Exercise description
Please copy the passage on picture books verbatim, from "I will certainly" up to and including "it these days?".

In answer to your question, yes, In the Night Kitchen is still wildly popular, and Where the Wild Things Are is even more so.  Which brings me back to that stupid New York Times article on picture books.  No, sales of picture books are not down at our stores in the D.C. area -- although we're in an area which has not been as badly affected by the economic mess as many other places.  I believe that picture books will be the last type of book to be affected by the current digital revolution.  Long after 12 year-olds are reading their middle-grade novels on kindles, grown-ups will still be buying physical books with real pages and great pictures to read to their little ones. I hope.

Some newly-published picture books -- like any other genre, for children or adults -- don't sell.  That's the nature of the business.  Publishers winnow down many submissions to the few hundred they offer to bookstores in a season.  The book buyers choose a small percentage of those to bring into their stores (I went through about 20 sample picture books from Scholastic today and have settled on three that I'll offer to our customers next spring).  Then the end users -- moms, dads, grandparents, aunts, uncles, loving friends -- come into the store and maybe look at some of those new ones, or maybe just go for In the Night Kitchen for that special kid.  So some of the books I like don't make the cut.  And some catch on and become part of our more or less permanent collection.  No store can guess right all the time.

And of course one of the pleasures of going to a book store or a library is choice.  That's what browsing is all about -- sampling and choosing. 

The new store opened last week, by the way.  More on that another day.

Love,

Deborah

Friday, October 15, 2010

Weird, wonderful Maurice Sendak

Dear Aunt Debbie,

I will certainly be trying more David Wiesner on our 3-year-old crowd -- will let you know the results.

Tonight we read, for probably the thousandth time, a classic weird and wonderful Maurice Sendak book: In the Night Kitchen.  It's one of the formative books of my childhood, and was seminal Maurice Sendak for me, right up there with the now-ubiquitous Where the Wild Things Are and the satisfyingly tiny books of The Nutshell Library.  I honestly don't have a sense of how well-known and currently popular it is -- do lots of people buy it these days?

One of the classic reading photos in our family is of me, age 6ish, reading it to Michael, probably 1 1/2, both of us intensely concentrated.  (That photo is in a hard-to-open frame at my parents' apartment; here's the best picture my mom could snap of it through the glass.)

Entries provided
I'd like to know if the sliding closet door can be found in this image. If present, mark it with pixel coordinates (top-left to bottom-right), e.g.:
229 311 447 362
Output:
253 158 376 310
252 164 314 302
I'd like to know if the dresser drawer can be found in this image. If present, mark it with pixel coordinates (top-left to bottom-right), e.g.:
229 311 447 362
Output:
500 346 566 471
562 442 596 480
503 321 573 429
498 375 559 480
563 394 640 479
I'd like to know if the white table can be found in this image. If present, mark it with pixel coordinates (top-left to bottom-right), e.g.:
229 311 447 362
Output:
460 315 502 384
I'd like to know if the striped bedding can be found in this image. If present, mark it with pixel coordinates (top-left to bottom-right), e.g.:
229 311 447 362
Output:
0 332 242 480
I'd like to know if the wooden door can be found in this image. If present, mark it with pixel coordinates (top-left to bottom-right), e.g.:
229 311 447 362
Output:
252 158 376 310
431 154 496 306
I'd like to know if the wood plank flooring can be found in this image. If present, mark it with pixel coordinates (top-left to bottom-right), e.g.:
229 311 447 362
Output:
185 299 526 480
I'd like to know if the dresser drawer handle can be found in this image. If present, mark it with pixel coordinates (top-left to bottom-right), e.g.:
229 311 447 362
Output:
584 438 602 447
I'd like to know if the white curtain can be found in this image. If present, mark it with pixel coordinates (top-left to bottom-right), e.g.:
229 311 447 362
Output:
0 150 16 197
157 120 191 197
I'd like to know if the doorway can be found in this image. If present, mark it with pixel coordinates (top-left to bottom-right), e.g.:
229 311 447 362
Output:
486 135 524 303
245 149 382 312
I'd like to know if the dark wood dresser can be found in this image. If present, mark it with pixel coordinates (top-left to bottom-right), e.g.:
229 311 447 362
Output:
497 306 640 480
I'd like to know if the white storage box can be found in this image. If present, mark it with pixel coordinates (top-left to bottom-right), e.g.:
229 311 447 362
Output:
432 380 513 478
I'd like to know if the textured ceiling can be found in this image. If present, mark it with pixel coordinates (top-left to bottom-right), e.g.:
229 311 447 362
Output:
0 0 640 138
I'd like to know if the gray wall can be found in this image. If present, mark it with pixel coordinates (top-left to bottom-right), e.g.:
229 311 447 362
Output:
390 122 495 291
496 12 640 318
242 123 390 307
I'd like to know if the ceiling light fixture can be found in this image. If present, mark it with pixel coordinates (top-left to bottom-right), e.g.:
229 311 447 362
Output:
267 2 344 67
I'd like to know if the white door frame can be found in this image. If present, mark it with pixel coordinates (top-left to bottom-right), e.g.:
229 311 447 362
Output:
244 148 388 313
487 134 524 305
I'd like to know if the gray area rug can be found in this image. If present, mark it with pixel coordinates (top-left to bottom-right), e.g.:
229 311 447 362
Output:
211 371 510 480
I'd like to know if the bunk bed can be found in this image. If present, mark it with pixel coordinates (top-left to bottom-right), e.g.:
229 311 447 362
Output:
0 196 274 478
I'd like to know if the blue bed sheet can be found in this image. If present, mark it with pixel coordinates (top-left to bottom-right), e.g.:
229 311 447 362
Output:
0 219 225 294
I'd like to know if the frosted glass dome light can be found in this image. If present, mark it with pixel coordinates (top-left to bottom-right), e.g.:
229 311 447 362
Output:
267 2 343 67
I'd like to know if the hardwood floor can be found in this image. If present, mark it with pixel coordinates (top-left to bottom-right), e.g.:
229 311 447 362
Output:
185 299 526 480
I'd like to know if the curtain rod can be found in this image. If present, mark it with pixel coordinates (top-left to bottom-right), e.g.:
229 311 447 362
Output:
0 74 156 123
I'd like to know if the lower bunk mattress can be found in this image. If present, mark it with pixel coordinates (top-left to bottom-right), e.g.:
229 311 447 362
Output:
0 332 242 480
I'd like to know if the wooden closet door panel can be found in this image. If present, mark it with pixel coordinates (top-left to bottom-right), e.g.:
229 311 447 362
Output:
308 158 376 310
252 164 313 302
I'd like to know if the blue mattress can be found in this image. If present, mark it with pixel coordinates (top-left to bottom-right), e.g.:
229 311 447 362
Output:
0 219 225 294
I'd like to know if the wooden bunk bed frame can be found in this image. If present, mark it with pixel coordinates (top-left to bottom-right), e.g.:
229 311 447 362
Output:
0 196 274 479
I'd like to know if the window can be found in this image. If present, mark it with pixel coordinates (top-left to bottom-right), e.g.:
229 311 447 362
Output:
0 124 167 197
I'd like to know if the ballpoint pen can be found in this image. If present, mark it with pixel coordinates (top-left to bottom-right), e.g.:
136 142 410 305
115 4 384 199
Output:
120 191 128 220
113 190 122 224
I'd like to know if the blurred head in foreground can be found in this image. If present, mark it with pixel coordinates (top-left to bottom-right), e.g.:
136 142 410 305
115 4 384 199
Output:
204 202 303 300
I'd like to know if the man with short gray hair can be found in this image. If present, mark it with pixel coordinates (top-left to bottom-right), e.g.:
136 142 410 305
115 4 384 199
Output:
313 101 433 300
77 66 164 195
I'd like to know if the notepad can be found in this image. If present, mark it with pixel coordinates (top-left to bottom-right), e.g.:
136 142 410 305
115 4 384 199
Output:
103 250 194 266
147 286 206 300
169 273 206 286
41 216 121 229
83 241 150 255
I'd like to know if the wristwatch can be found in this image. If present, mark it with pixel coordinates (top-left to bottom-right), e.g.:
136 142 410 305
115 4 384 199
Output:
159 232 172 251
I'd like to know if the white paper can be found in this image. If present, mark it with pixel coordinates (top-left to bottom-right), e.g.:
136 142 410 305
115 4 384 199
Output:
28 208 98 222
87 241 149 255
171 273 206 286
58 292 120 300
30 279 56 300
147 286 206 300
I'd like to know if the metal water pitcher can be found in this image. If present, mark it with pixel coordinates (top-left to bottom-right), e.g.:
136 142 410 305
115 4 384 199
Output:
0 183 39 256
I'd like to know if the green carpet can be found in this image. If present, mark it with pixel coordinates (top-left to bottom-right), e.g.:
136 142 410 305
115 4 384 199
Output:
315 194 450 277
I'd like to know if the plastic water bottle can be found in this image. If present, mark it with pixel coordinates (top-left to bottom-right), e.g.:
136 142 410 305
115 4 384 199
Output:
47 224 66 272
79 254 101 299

Correct result
I will certainly be trying more David Wiesner on our 3-year-old crowd -- will let you know the results.

Tonight we read, for probably the thousandth time, a classic weird and wonderful Maurice Sendak book: In the Night Kitchen.  It's one of the formative books of my childhood, and was seminal Maurice Sendak for me, right up there with the now-ubiquitous Where the Wild Things Are and the satisfyingly tiny books of The Nutshell Library.  I honestly don't have a sense of how well-known and currently popular it is -- do lots of people buy it these days?